** start of Passage shown **
Lippo Fiorentino returns home from work with an armful of ice cream cones for everybody. The two Fiorentino's, the two Olsen's, Mr. Jones and Henry Davis sing a jubilant sextet praising ice cream (Ice Cream Sextet). Maurrant has been watching, and when his wife comes back he questions her about where she's been. She tells him she's been looking for Willie, and Maurrant and Abraham Kaplan argue about parenting, and later economics. Kaplan uses the example of the Hildebrand family who live upstairs, who are run by a struggling single mother who is unable to pay the rent, to illustrate his point. Maurrant and Kaplan's argument almost becomes physical, but the neighbors and Kaplan's granddaughter Shirley hold the two men back. Maurrant sings about how he longs for a return to traditional moral values in Let Things Be Like They Always Was. Immediately after, Jennie Hildebrand and other high-school girls enter the street coming home from their graduation ceremony. The ensemble sings a jubilant celebration number, Wrapped In A Ribbon And Tied In A Bow. Steve Sankey's entrance causes an abrupt end to the celebrations. After the awkward silence of the neighbors forces him to leave, Sam brings Willie Maurrant on in tears. Willie has been fighting with a local kid and Sam stepped in to break it up. Mr. Maurrant leaves to go to the local bar to have a drink, warning that there'll be trouble if Rose isn't home by the time he gets back, whilst Mrs. Maurrant takes Willie upstairs. As soon as they leave, the neighbors all begin gossiping about the Maurrant family. Sam gets passionately upset, chiding the neighbors for gossiping so much behind their backs, and then storms off.
** end of Passage shown **
** start of Supplied entries **
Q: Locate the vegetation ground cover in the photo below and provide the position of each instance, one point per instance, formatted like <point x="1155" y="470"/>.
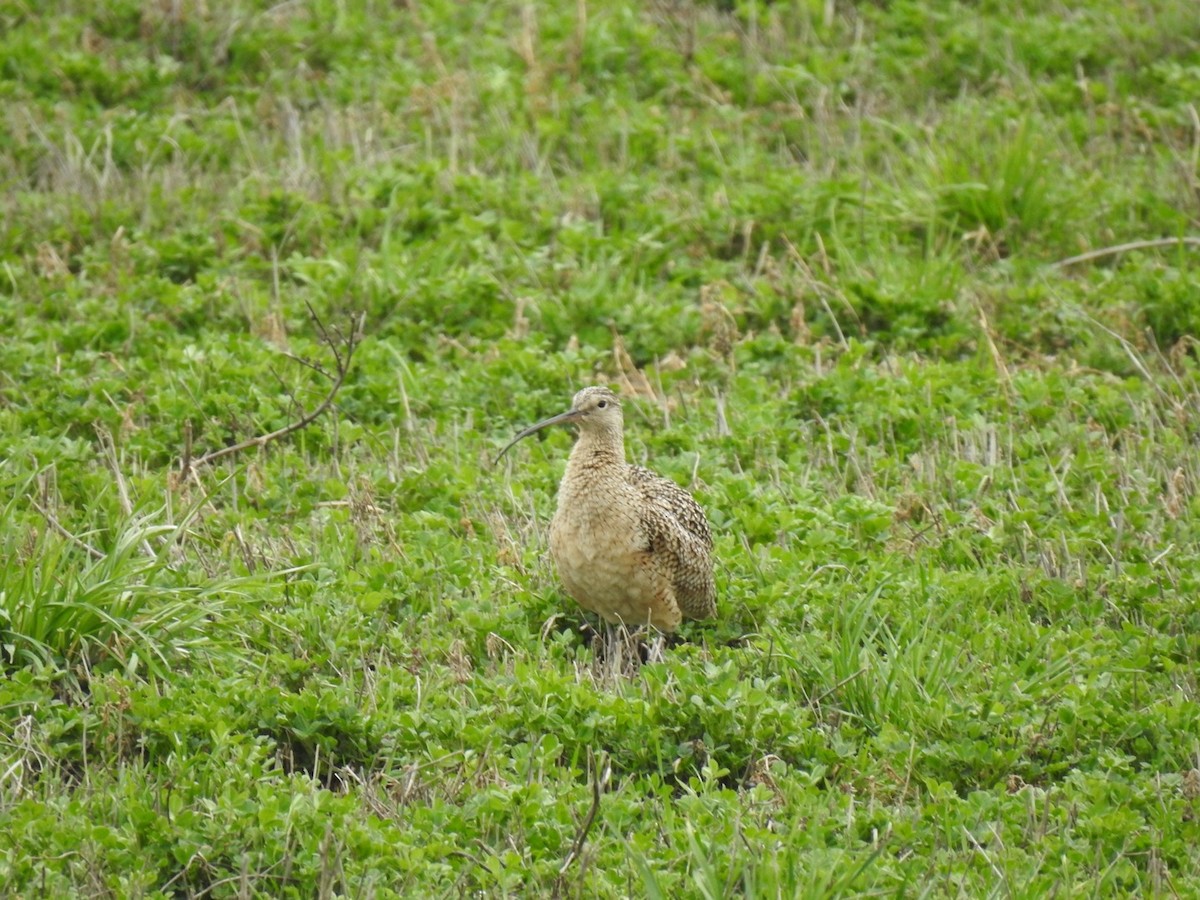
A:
<point x="852" y="265"/>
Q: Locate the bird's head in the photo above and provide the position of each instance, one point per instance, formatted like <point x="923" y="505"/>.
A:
<point x="594" y="411"/>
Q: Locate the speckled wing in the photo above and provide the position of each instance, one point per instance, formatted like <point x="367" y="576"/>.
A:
<point x="678" y="532"/>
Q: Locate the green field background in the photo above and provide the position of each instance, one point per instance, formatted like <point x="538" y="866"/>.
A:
<point x="905" y="292"/>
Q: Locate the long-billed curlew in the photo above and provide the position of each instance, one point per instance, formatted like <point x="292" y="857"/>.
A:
<point x="628" y="544"/>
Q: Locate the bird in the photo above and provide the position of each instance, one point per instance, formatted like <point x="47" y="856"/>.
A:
<point x="629" y="545"/>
** end of Supplied entries **
Direction 1: How would this sentence from the plot summary about the Maurrant family read in Spanish: "Steve Sankey's entrance causes an abrupt end to the celebrations."?
Direction 2: Can you pick up the plot summary about the Maurrant family where it stops and carry it forward?

Result 1: La entrada de Steve Sankey pone fin abruptamente a las celebraciones.

Result 2:
All the neighbors say goodnight and go to bed, except Mr. Jones, who goes to the bar to shoot some pool. Sam returns onstage and sings of his crippling loneliness (Lonely House). Sam goes into the house, then Rose enters with her boss, Harry Easter, who has walked her home. Easter attempts to charm Rose, taking her in his arms and kissing her. He then tries to win her over with a tempting song, promising her that if she were to run away with him he could get her a gig on Broadway (Wouldn't You Like To Be On Broadway?). Rose, however, sticks to her convictions, and sings a Cavatina about how she will always choose true love over showy promises (What Good Would The Moon Be?). Rose sees her father returning home and tells Easter to leave. Maurrant questions her about who she was talking to, and gets angry when she tells him that they had been out dancing. He goes upstairs to bed, furious. Buchanan rushes out of the house and asks Rose to go and phone the doctor, as his wife's baby is about to be born. He heads back upstairs, and as Rose is leaving, she passes young Mae Jones and her suitor, Dick McGann. The two have been out dancing and are flirting, and they sing a fast-paced jitterbug about their infatuation with one another (Moon-faced, Starry-eyed). After they dance on the sidewalk, they passionately run upstairs into the house, after saying a drunken good-night to Rose, who has returned from phoning the doctor.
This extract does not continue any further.